* **Work task**: Each entry should be duplicated exactly, with no line missing.

* **Data**:
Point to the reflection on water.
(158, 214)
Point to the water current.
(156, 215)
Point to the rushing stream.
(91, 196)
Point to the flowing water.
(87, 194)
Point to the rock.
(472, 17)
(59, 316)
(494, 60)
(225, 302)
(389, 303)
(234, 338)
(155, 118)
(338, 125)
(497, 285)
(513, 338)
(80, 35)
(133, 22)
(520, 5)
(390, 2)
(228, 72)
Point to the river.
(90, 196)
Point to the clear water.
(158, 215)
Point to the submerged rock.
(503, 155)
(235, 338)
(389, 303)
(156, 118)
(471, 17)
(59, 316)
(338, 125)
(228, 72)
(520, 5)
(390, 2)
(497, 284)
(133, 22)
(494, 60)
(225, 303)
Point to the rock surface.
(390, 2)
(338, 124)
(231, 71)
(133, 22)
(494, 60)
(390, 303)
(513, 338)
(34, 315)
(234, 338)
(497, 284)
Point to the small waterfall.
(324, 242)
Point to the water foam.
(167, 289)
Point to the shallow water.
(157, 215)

* **Result**:
Point to the reflection on water.
(158, 214)
Point to the water current.
(156, 215)
Point to the rushing stream.
(91, 196)
Point to the flowing water.
(87, 194)
Point to the rock.
(472, 17)
(59, 316)
(494, 60)
(225, 302)
(389, 303)
(234, 338)
(155, 118)
(338, 125)
(497, 285)
(513, 338)
(80, 35)
(133, 22)
(520, 5)
(390, 2)
(228, 72)
Point to the river.
(90, 196)
Point to the clear water.
(158, 215)
Point to the submerged rock.
(503, 155)
(235, 338)
(389, 303)
(156, 118)
(471, 17)
(59, 316)
(338, 125)
(228, 72)
(520, 5)
(390, 2)
(497, 284)
(133, 22)
(494, 60)
(225, 303)
Point to the rock surface.
(390, 2)
(338, 124)
(231, 71)
(133, 22)
(494, 60)
(390, 303)
(513, 338)
(34, 315)
(234, 338)
(497, 284)
Point to the small waterfall.
(324, 242)
Point to the water foam.
(167, 289)
Point to the shallow water.
(157, 215)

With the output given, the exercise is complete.